**INSTRUCTIONS FOR THE TASK:** The line containing "box: [778, 255, 845, 555]" marks where to begin; quote it and every line after it through the end of the data, exactly as written.

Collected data
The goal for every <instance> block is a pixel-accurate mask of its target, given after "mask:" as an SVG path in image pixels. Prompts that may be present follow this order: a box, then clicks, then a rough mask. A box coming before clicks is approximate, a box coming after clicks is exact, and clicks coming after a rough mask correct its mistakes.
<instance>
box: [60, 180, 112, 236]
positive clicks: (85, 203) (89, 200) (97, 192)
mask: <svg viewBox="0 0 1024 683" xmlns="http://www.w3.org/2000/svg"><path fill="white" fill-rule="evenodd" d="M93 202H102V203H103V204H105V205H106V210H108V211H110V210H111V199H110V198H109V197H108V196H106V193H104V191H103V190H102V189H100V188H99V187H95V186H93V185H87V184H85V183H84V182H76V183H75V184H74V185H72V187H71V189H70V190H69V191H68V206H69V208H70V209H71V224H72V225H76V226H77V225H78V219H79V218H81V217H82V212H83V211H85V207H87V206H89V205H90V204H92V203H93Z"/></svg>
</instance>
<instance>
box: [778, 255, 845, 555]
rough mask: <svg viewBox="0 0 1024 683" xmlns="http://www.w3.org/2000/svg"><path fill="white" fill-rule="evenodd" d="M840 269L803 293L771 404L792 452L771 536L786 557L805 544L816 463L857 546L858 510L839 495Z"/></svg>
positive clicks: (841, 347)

**SOLUTION:**
box: [778, 255, 845, 555]
rough mask: <svg viewBox="0 0 1024 683" xmlns="http://www.w3.org/2000/svg"><path fill="white" fill-rule="evenodd" d="M840 269L803 293L771 404L792 452L771 536L786 557L805 544L816 463L857 546L858 510L839 495Z"/></svg>
positive clicks: (841, 347)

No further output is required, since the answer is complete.